Operating as a hidden site on the Tor privacy network, all transactions on Silk Road were made anonymously using bitcoin. While the marketplace sold a variety of products, it was known for the sale of illegal drugs. During its short lifespan, Silk Road was highly profitable with over 100,000 buyers and an estimated $200 million in sales.
The site was created and operated by Ross Ulbricht, who used the pseudonym Dread Pirate Roberts (DPR). Ulbricht’s identity was discovered in 2013 and he was subsequently arrested by the FBI. The site was shut down and 144,000 bitcoin were seized by the government, with further bitcoin reclaimed in later years. Ulbricht was convicted of multiple drug trafficking and money laundering offenses and given a sentence of life imprisonment without the possibility of parole.
Silk Road holds a complex place in Bitcoin’s history. While it marked the first time a cryptocurrency was used as a means of exchange in a global marketplace, it made both lawmakers and the public associate Bitcoin with crime, an image that still resonates today.
Creation of Silk Road Marketplace
Silk Road was the brainchild of Ross Ulbricht, an amateur programmer and entrepreneur. Ulbricht had the idea for a marketplace where users can buy and sell products anonymously without the oversight of the government or a central bank, concepts that he thought adhered to his libertarian beliefs.
Ulbricht believed that people have the right to freely offer goods and services in the open market. Like many libertarians, Ulbricht viewed drug use as a personal choice and thought that legalizing drugs would result in a higher quality product which would protect users.
The Silk Road Marketplace launched in 2011, and started with Ulbricht selling psychedelic mushrooms that he grew himself. The name “Silk Road” came from the historic Eurasian trade route that operated during the second century BCE until the mid-15th century.
The marketplace grew quickly, with over a thousand registered users in the first two months. The userbase continued to expand after Gawker, an online gossip publication, wrote an in-depth article titled, “The Underground Website Where You Can Buy Any Drug Imaginable,” a few months later.
Silk Road was run on the Tor network, an open-source, volunteer-operated privacy network. The technology was initially created in the mid 1990’s by the US Navy to relay sensitive government communications and was later released to the public under a free license.

• [RECORDS]
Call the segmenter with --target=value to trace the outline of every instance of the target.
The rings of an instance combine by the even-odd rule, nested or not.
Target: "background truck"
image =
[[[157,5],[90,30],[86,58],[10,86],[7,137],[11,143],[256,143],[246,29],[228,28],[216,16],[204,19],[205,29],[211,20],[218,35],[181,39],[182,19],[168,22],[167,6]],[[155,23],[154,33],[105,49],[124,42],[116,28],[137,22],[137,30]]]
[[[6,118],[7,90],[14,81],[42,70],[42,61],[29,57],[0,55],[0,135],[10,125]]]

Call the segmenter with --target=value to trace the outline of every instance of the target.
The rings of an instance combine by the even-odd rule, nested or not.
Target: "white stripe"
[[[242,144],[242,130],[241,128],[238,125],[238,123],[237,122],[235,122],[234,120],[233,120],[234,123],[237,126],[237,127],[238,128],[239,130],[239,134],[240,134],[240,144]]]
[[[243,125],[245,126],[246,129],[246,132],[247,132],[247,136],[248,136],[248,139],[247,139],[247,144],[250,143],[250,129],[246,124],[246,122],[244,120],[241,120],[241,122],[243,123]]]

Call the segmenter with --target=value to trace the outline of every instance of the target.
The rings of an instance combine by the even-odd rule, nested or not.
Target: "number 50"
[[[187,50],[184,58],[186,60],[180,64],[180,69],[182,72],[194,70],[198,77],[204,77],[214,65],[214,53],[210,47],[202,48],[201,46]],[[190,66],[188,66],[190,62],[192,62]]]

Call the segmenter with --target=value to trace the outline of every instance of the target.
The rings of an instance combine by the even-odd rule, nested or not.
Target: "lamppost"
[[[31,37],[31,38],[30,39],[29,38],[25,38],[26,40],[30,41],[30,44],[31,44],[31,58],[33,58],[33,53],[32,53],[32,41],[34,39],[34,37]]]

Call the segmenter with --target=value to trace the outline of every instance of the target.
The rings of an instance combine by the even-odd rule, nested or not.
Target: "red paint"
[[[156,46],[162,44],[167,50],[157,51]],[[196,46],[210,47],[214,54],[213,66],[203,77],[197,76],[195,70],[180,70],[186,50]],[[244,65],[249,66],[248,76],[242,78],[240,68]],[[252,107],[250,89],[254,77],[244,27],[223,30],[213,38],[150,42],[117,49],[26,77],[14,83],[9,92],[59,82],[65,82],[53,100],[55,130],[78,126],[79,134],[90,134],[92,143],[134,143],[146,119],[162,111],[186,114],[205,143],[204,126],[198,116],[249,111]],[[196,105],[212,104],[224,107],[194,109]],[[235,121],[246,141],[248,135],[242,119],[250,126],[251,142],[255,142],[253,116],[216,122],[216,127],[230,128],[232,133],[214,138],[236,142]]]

• [PROBLEMS]
1. In the Silk Road article, what pseudonym did Ross Ulbricht use?
2. List every organization other than Silk Road itself that the Silk Road article names.
3. Quote the Silk Road article between "Operating as a" and "possibility of parole.", inclusive.

• [RESPONSES BY TASK]
1. Dread Pirate Roberts (DPR)

2.
- FBI
- Gawker
- US Navy

3.
Operating as a hidden site on the Tor privacy network, all transactions on Silk Road were made anonymously using bitcoin. While the marketplace sold a variety of products, it was known for the sale of illegal drugs. During its short lifespan, Silk Road was highly profitable with over 100,000 buyers and an estimated $200 million in sales.
The site was created and operated by Ross Ulbricht, who used the pseudonym Dread Pirate Roberts (DPR). Ulbricht’s identity was discovered in 2013 and he was subsequently arrested by the FBI. The site was shut down and 144,000 bitcoin were seized by the government, with further bitcoin reclaimed in later years. Ulbricht was convicted of multiple drug trafficking and money laundering offenses and given a sentence of life imprisonment without the possibility of parole.